WHAT THE EXERCISE ASKS:
Answer the following from the forum thread on memory overclocking:
(a) At what speed and voltage does Nitro-Max report running the 6400 modules?
(b) What memory does Fleck own, and at what setting is it currently running?
(c) Which older results does sneekypeet plan to link back to from the new lists?

SOURCE DOCUMENT:
Wile E is right Ive read this in many memory overclocking reviews extra voltage doesnt always make improvements and preformance can drop off.


----------



## cdawall (Feb 16, 2009)

Wile E said:


> Well, the point still stands. Notice he achieved his highest clocks at a lower voltage compared to his earlier runs.



but high volts=fun


----------



## Wile E (Feb 16, 2009)

cdawall said:


> but high volts=fun



lol. Yeah, but not necessarily fruitful. lol.


----------



## Nitro-Max (Feb 16, 2009)

Im running my 6400's at 1100Mhz @ 2.14v havent voided the extra voltage protection warrenty yet havent needed to.


----------



## cdawall (Feb 16, 2009)

Wile E said:


> lol. Yeah, but not necessarily fruitful. lol.



bah more volts are always fruitful 



Nitro-Max said:


> Im running my 6400's at 1100Mhz @ 2.14v havent voided the extra voltage protection warrenty yet havent needed to.



mine do 1266 6-5-6-16 below stock volts


----------



## Wile E (Feb 16, 2009)

You can't get cas5 1200Mhz?


----------



## cdawall (Feb 16, 2009)

Wile E said:


> You can't get cas5 1200Mhz?



its a 2x2GB kit and no not without crazy high volts


----------



## cdawall (Feb 18, 2009)

rofl


----------



## cdawall (Feb 26, 2009)




----------



## Fleck (Feb 26, 2009)

Nice, I have to give MemSet a try on my crap system.

My Corsair XMS2 PC6400 (400@5-5-5-18) is running at 385/4-4-4-15, single god damn channel mode  (I'll be buying a new motherboard soon) I'm not done trying to make it faster, I was just afraid of the no-POST, now that I finally have my case together I'd hate to take off the panel.

*QUESTION:* Will getting a mobo capable of dual channel mode make the memory less clockable?


----------



## Flyordie (Feb 26, 2009)

Are those timings in the scoreboard 1T or 2T?
I am running my D9s @ DDR2-833 @ 4-4-4-18-1T @ 2.3V


----------



## Cold Storm (Aug 9, 2010)

Man, I don't care if it's 530 days... we need some new blood in here! DDr3 love guys! Where is it?


----------



## sneekypeet (Aug 9, 2010)

if there are still ram tweakers out there, I would gladly head a club or something for all of us to learn from each other.


----------



## PaulieG (Aug 9, 2010)

I'm still tweaking away. There just seemed to be a lack of interest months ago, so I stopped updating or bumping the thread. I am really busy right now, so Sneeky, you could either take over this thread or start a new thread/club.


----------



## Cold Storm (Aug 9, 2010)

lol.. I guess being a necromancer is good.. lol.. Sneeky, I say we just make the club.. that way we don't have to worry about this. Start fresh and new..


----------



## sneekypeet (Aug 9, 2010)

Leave me alone I'm tweaking

By tomorrow I will have it up for sure....all new lists, but I will link back to here for older DDR and DDR2 results.


----------



## Deleted member 74752 (Aug 9, 2010)

What is Memset?

http://hwbot.org/community/submission/1036135_rickss69_superpi_32m_core_i7_875k_9min_5sec_111ms


----------



## erocker (Aug 9, 2010)

PROVIDED RECORDS:
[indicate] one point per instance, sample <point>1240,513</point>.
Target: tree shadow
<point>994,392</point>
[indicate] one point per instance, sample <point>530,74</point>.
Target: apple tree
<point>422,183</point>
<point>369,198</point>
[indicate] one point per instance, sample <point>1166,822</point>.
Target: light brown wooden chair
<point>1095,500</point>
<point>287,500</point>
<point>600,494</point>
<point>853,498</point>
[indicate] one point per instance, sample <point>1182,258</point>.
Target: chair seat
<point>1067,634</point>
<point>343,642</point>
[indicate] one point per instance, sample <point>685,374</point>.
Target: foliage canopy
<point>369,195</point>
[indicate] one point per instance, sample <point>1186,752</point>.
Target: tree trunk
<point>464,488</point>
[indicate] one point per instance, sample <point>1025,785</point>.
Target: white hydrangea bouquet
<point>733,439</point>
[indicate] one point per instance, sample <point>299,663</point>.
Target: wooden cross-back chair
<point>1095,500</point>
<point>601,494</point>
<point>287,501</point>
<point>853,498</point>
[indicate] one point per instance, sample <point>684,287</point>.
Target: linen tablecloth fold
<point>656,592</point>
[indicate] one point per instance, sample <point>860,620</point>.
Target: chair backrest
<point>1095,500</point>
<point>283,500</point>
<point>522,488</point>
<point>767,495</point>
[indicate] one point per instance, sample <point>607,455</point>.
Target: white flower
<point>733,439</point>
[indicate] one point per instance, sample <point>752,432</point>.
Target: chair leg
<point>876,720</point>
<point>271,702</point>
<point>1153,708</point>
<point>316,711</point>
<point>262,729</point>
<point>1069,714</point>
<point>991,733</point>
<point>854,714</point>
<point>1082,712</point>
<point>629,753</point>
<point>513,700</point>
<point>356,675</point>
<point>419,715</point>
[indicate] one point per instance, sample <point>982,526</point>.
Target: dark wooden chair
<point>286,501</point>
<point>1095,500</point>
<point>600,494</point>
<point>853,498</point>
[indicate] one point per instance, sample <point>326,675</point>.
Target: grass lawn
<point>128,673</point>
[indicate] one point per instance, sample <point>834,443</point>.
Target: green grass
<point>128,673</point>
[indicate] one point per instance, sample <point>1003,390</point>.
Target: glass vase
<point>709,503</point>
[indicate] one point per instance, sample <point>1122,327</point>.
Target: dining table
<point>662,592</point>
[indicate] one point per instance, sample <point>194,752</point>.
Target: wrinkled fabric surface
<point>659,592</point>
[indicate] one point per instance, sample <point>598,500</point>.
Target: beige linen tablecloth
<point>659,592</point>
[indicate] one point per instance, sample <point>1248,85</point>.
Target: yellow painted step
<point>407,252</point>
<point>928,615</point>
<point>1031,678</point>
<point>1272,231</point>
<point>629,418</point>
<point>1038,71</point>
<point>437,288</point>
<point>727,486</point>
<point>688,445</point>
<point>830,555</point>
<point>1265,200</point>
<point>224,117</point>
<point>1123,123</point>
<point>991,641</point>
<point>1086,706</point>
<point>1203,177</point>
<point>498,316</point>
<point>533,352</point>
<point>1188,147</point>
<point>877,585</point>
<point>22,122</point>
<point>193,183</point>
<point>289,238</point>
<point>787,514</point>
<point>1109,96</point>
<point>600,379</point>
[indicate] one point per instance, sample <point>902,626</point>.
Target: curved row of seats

REPLY TO THE EXERCISE:
(a) 1100MHz at 2.14v.
(b) Corsair XMS2 PC6400, running at 385/4-4-4-15 in single-channel mode.
(c) The older DDR and DDR2 results.